• **SOURCE**:
The most unusual comment of the session came from William Woods, a regional manager of the national restaurant chain Denny’s, who said that a higher minimum wage in Emeryville would invite a crime element” into the city, eager to prey on its higher paid workers. Speaking to the East Bay Express about Woods’ unconventional theory, Kent Wong, director of the UCLA Labor Center, said there is no evidence indicating a correlation between higher wages and higher crime — and that if anything, research suggests that increasing the minimum wage leads to a drop in crime.

In response to business concerns, Emeryville City Council member Dianne Martinez stated at the May 5 meeting that the ordinance’s enormous benefit to struggling workers would outweigh its potential burden to companies. If our workers are creative enough to live off of minimum wage,” she said, I think the small businesses here are creative enough to make this work.”

The ordinance does, however, offer a concession to small business owners. Instead of paying the $14.44 per hour required of large firms, small employers (defined as firms with 55 or fewer employees) are only required to pay their workers $12.25 per hour initially — mirroring the current minimum wage rates in Oakland and San Francisco which both went into effect this year after achieving a staggering margin of voter approval (82 and 78 percent, respectively) last November.

The small-business rate will rise to $13 per hour by July 1, 2016, and will increase by one-dollar increments each subsequent year until it converges with the rate for large employers in 2019. From that point forward, Emeryville will have a single minimum wage for all employers, which will continue to rise with the cost of living.

Regional Standard

Emeryville’s reputation as a haven for low-paying industries as well as its recent history as a progressive hub can help explain its vanguard role in the national Fight for $15.

Because it’s a smaller city and because it seems kind of hidden away in the shadow of Oakland and Berkeley, it’s been a very good place for businesses,” said Gary Jimenez, regional vice president of the Service Employees International Union (SEIU) Local 1021. Business owners think they can come in and quietly set up business the way they want to. But this city council led by the mayor has really stood up for working class people to say, We want business here, but if you’re going to come in here, you’re going to be good citizens and you’re going to do good by our people.’ ”

The same features that made the living wage ordinance possible in Emeryville are present in the Bay Area as a whole. Bay Area politics have long played out as a tug-of-war between Chamber-of-Commerce-aligned corporate interests and the region’s famed progressive forces, including many grassroots groups.

This dichotomy has produced a familiar pattern in which politicians run to the left to get elected, but once in office start pandering to big real estate developers and handing out corporate tax breaks in exchange for financial backing. Though this pattern is still commonplace in San Francisco, other Bay Area cities like Emeryville and Richmond have been able to bring decisively progressive governments to power in recent years, and officials have steadfastly resisted business pressures even after elections are over. 

Even when progressives have failed to exert their influence on elected officials, they have succeeded in marshaling support for pro-worker ballot measures. In 2003, San Francisco became the first city in the country to pass a municipal minimum wage boost, and it did so with a business-friendly mayor in office. In the past decade, a number of Bay Area cities have followed San Francisco’s example, including Emeryville in 2005 with the passage of Measure C.

• **MATERIAL PROVIDED**:
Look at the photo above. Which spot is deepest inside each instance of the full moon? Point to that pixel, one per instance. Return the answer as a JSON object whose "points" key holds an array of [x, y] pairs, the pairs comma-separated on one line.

• **TASKS TO CARRY OUT**:
1) According to the article on Emeryville's minimum wage, what hourly rate must small employers initially pay their workers?
2) Write the next part of the article on Emeryville's minimum wage, picking up after its final paragraph.

• **TASK ANSWERS**:
1) $12.25 per hour.

2)
The success of these initiatives, as with the generally progressive trend in recent Bay Area politics, should be interpreted in part as a reaction to some of the most extreme income inequality in the country. The region is home to the tech industry, along with many financial services operations — San Francisco, for instance, is home to the headquarters of a myriad of corporations — which support a relatively high number of well-paying office jobs. But it is also home to a large concentration of low-paying service sector jobs which cater to the disposable incomes of the office professionals. And because service jobs are difficult to outsource, many argue that a pay raise in the service sector is inevitable, since employers will have no way to circumvent their workers’ demand for higher wages short of going out of business.

Understanding its potential as a foothold for the Fight for $15 movement within the solidly progressive Bay Area, the local labor movement was involved in Emeryville’s living wage initiative from the beginning. Representatives of SEIU, UNITE HERE, and other groups focused on organizing low-wage workers have described the victory in Emeryville as an important link in a broader campaign for a regional minimum wage standard.

Regional coordination has been a constant in Bay Area living-wage proposals, as cities from Sonoma to Sunnyvale have aimed to link up their wage policies with those of their neighbors. With potential minimum wage raises looming in Berkeley and Richmond and with labor-backed groups like Raise the Bay drumming up support for a regional referendum,” establishing a regional living wage standard in the Bay Area is not as utopian as it once seemed.

And such a victory could energize the national Fight for $15. For one, it could mark the demise of the common Chamber of Commerce talking point that higher minimum wage initiatives are job killers,” because businesses tend to relocate to areas where their labor costs are lower. With a regional wage standard, companies seeking access to the Bay Area’s market of relatively well-off consumers, would have no choice but to pay their workers higher wages.

The same logic has been at play in Los Angeles. After the city’s minimum wage initiative passed this week, supporters of the increase immediately turned their attention to securing comparable raises in nearby cities, like Pasadena, Santa Monica and West Hollywood, and more broadly in Southern California.

There’s no denying that the threat of capital flight—which has repeatedly disciplined municipal government policies since New York City’s near bankruptcy in 1975 — will never vanish entirely. However, for a Bay Area economy increasingly dependent on a fairly immobile service sector and a firmly established high-tech industry, a mass exodus of investment seems highly unlikely even in the event of a full-on regional living wage.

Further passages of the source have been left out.